Document extract
Fionnphort (English pronunciation: /ˈfɪnəfɔərt/, Scottish Gaelic: [ˈfjun̪ˠafɔrˠt̪]) is the principal port of the Ross of Mull, and the second largest settlement in the area (its population is approximately 80). The village's name is the anglicised pronunciation of the Gaelic for "White Port" and previous names have included Caol Idhe, Gaelic for "Sound of Iona".

History

Historically, Fionnphort has been a fishing village offering religious pilgrims and tourists access to Iona; more recently, it has facilitated the movement of stone from a quarry in the vicinity. The granite which was extracted from Tòrr Mòr Quarry until around 1907 was highly prized for its density and hardness.

Geography

Ffionphort cracked granite boulder
Cracked granite boulder on Fionnphort beach

The beach at Fionnphort has a distinctive split granite boulder in the centre that is classed as an erratic and deposited here by an ice age glacier. The beach has a car park and a nearby cemetery.

From Fionnphort, the entire east side of Iona can be seen, including Iona Abbey. To the south of the village lies the district of Fidden and the island of Erraid, mentioned in Robert Louis Stevenson's novel Kidnapped and accessible to walkers at low tide.

Economy

Sorting Crabs Fionnphort
Sorting crabs at Fionnphort

Fionnphort has an active fishing industry, noted principally for shellfish, particularly crabs and lobsters, the majority of which are exported by container truck to Spain and France.

What is being asked
Please answer from the text on Fionnphort: until around when was granite extracted from Tòrr Mòr Quarry? The rows that come next are from a separate source.

Given data
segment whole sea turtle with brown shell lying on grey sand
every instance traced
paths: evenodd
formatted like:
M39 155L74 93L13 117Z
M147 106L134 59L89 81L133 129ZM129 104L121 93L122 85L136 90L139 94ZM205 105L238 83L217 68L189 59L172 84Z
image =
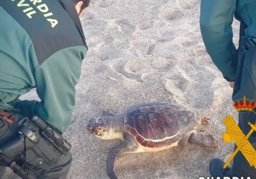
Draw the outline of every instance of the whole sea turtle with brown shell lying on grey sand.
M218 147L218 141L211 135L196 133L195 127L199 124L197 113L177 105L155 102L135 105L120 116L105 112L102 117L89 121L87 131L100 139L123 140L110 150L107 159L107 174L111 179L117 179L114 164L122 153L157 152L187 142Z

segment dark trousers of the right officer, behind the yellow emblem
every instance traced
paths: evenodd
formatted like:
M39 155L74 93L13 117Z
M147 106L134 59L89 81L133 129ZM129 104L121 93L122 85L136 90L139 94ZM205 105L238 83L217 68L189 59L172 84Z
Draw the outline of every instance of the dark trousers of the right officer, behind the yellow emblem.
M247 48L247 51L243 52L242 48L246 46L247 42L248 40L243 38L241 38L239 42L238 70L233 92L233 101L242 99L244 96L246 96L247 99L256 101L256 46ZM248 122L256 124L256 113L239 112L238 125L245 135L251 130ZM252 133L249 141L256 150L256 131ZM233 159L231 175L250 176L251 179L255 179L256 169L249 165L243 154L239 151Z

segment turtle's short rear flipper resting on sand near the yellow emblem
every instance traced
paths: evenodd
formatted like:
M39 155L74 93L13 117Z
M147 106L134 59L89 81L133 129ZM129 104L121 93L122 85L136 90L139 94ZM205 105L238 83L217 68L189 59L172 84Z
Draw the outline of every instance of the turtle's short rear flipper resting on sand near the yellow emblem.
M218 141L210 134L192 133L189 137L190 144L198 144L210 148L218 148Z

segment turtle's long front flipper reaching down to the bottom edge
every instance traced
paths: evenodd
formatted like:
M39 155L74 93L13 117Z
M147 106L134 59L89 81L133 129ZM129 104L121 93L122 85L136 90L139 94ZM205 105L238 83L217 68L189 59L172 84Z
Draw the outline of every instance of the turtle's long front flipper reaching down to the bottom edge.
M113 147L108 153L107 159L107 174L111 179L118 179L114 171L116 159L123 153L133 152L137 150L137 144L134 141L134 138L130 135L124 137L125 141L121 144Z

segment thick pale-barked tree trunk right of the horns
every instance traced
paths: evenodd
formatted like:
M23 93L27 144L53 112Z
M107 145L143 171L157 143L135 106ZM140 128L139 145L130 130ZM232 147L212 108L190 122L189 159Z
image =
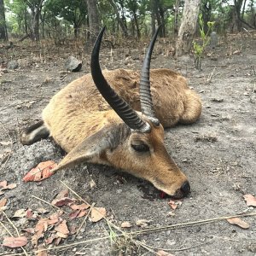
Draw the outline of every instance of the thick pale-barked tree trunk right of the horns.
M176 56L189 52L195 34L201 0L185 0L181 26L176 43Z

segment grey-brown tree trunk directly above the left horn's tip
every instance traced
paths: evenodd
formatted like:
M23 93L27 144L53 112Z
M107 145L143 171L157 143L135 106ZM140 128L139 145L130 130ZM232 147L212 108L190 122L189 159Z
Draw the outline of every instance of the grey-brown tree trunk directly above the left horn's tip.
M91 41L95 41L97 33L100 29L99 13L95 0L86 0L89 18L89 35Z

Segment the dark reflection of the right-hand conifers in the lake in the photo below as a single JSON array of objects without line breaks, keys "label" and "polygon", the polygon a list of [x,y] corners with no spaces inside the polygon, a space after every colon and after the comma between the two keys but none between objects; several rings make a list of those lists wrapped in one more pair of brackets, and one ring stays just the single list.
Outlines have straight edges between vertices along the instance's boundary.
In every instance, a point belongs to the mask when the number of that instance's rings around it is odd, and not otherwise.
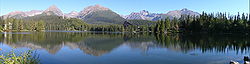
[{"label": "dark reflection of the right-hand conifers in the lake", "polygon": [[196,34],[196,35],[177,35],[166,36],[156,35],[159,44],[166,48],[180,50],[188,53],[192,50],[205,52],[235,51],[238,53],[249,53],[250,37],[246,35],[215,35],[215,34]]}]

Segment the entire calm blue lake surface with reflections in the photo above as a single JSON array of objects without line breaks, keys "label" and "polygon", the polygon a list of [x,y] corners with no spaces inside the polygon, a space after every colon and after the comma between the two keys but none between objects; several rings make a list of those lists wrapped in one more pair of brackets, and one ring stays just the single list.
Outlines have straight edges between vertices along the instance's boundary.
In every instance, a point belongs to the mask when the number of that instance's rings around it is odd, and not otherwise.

Exercise output
Until around 1907.